### INSTRUCTIONS
1. Answer these questions about the thread on finding a circle's center:
(a) What center did the original poster get by solving the two equations?
(b) What slope does the first reply give for the line joining s and t?
(c) What equation does the second reply give for the bisector of RS?
2. Edit the thread on finding a circle's center so that "simultaneous equations" reads "a system of equations", and give the changed part: begin at the words "Okay guys, this" and stop after "of $RS$ is $y=-11x+20$.".
3. Continue the thread on finding a circle's center from its last line.

Can someone please help me find the centre of the circle?
Okay guys, this is what I've done so far
So you need to find the perpendicular bisector of two chords
So for chord RS y - (1/11)x = 37/11
And for chord ST y + (11)x = -41
Solving through simultaneous equations, I got x =-4, and y =3 as the centre
But the answer has to be x = 2, and y = -2
Can someone explain to me where I went wrong? :/
On
Roughly plot those points on paper and notice that the slope of line joining the points $r$ and $s$ is let $m_1$=$\frac{1}{11}$ and that of line joining $s$ and $t$ is let $m_2$=$-11$. This tells us that they are perpendicular lines and meet on the circle at point $s$ at right angle and hence $rt$ is the diametre of circle. So centre of circle is midpoint of $r$ and $t$ =$(2,-2)$.
On
The bisector of $ST$ is $y=\dfrac{1}{11}x-\dfrac{24}{11}$.
The bisector of $RS$ is $y=-11x+20$.
The contact of $ST$ and $RS$ is $(2,-2)$.
Note that the solution of Michael Rozenberg is genius. Plot points and check that $AC^2=AB^2+BC^2$ so $B=90^\circ$ and $AC$ will be the diameter of the circle, then the center of circle is the midpoint of $AC$.

(Lines of data)
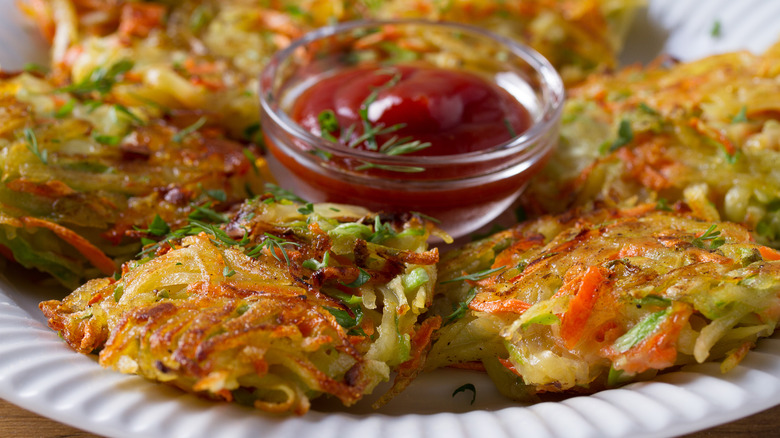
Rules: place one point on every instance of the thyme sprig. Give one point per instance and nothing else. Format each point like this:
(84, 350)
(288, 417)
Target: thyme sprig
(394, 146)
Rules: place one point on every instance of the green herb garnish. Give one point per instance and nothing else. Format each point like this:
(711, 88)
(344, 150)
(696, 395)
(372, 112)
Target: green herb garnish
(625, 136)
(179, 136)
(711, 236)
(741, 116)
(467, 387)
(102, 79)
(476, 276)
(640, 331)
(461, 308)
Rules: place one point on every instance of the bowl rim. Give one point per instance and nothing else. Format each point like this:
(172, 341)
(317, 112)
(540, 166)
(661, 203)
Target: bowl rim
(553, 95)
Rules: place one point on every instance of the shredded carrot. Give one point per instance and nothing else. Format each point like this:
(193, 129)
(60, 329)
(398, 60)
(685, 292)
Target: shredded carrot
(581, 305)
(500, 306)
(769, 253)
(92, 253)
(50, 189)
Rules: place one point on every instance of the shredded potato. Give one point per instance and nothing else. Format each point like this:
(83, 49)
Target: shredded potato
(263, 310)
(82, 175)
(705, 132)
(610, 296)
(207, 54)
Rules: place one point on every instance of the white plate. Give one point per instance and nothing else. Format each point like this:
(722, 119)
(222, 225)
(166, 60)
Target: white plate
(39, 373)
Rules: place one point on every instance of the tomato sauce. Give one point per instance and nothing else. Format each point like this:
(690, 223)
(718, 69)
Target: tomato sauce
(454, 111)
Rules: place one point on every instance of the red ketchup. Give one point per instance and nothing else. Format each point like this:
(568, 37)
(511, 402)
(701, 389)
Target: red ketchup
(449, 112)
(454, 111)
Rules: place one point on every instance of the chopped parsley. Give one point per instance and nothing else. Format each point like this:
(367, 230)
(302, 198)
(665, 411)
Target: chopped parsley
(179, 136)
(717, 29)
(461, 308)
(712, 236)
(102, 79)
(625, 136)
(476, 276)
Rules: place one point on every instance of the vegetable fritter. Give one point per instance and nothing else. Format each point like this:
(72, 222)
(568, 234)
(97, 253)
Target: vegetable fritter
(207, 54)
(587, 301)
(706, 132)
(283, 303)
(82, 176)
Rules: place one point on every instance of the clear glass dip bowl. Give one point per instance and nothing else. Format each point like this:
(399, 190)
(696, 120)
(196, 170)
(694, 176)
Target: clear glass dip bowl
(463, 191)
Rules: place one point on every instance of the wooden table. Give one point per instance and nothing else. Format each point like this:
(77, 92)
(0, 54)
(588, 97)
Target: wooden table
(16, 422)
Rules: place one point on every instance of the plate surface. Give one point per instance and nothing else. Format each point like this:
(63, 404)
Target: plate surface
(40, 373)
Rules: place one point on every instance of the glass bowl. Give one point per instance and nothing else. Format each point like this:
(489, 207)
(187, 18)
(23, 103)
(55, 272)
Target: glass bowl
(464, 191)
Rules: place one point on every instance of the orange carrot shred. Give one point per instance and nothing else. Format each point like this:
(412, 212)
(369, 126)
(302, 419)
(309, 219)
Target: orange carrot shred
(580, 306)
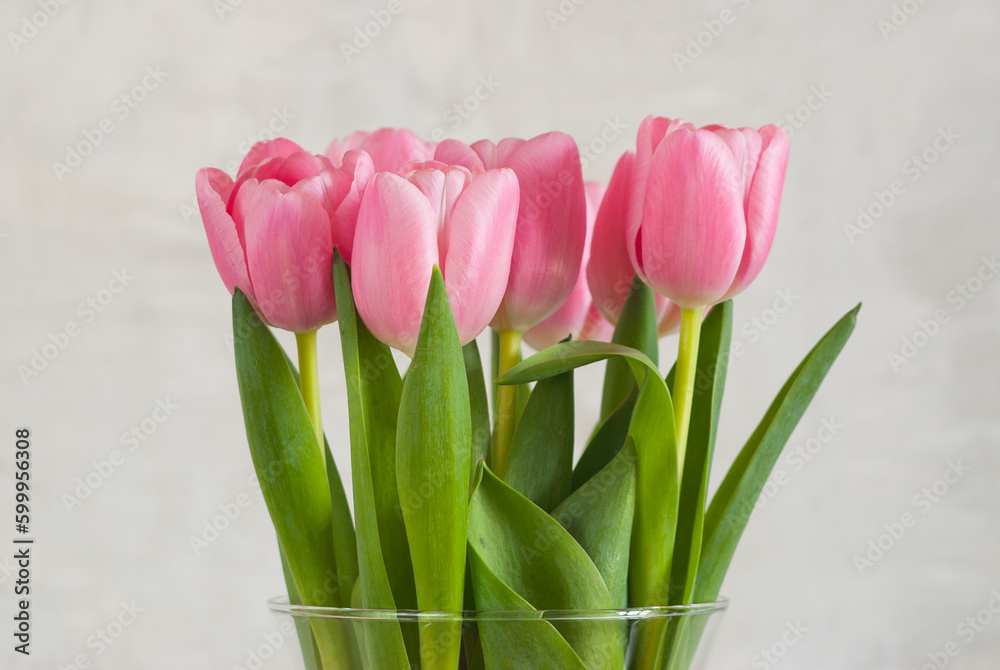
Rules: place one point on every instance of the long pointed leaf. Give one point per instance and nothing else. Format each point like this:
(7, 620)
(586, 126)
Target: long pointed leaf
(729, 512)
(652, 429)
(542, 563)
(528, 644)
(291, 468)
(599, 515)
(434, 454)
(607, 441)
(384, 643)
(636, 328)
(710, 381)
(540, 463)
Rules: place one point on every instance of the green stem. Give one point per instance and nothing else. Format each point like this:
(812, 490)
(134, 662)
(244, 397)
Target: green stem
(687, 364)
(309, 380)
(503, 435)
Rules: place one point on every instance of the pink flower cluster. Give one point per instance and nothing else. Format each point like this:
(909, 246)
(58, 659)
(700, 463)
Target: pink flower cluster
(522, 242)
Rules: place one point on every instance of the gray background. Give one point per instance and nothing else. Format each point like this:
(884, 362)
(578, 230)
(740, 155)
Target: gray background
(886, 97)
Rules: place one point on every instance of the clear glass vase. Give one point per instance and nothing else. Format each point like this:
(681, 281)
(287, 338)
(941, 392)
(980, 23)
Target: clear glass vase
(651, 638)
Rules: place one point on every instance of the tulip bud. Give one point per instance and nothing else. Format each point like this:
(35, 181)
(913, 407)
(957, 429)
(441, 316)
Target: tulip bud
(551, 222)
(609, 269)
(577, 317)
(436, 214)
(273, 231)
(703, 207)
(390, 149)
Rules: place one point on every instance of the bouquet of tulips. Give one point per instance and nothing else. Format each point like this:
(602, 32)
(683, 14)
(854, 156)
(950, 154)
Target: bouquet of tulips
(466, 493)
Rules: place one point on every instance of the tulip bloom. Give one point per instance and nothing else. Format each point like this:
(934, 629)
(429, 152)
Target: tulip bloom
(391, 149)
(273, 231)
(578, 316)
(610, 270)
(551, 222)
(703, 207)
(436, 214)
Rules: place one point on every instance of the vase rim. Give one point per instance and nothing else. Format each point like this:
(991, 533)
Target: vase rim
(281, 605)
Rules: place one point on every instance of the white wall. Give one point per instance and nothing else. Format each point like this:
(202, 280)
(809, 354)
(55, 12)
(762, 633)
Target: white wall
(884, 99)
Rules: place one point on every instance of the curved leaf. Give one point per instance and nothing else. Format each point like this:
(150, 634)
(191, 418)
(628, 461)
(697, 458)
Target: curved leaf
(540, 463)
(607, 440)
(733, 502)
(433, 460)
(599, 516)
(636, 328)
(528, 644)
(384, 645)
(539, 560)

### ANSWERS TO THE EXERCISES
1.
(a) x = -4, y = 3
(b) -11
(c) y = -11x + 20

2.
Okay guys, this is what I've done so far
So you need to find the perpendicular bisector of two chords
So for chord RS y - (1/11)x = 37/11
And for chord ST y + (11)x = -41
Solving through a system of equations, I got x =-4, and y =3 as the centre
But the answer has to be x = 2, and y = -2
Can someone explain to me where I went wrong? :/
On
Roughly plot those points on paper and notice that the slope of line joining the points $r$ and $s$ is let $m_1$=$\frac{1}{11}$ and that of line joining $s$ and $t$ is let $m_2$=$-11$. This tells us that they are perpendicular lines and meet on the circle at point $s$ at right angle and hence $rt$ is the diametre of circle. So centre of circle is midpoint of $r$ and $t$ =$(2,-2)$.
On
The bisector of $ST$ is $y=\dfrac{1}{11}x-\dfrac{24}{11}$.
The bisector of $RS$ is $y=-11x+20$.

3.
On
You made two separate but related mistakes. The equation that you have for the perpendicular bisector of $\overline{RS}$ is actually the equation of the line that passes through those two points. You second equation is that of a line parallel to $\overline{ST}$, but that passes through $R$. When you computed their intersection, you of course got back the coordinates of the point $R$.
Without seeing the details of your work, it’s hard to say exactly where you went wrong, but at the very least, it looks like you confused the direction vector of a line with its normal (perpendicular) vector. That is, instead of using the slope $m$ for each of the lines, you ended up getting $-1/m$ instead, which is at right angles to the correct slope.
$(2,-2)$ of course!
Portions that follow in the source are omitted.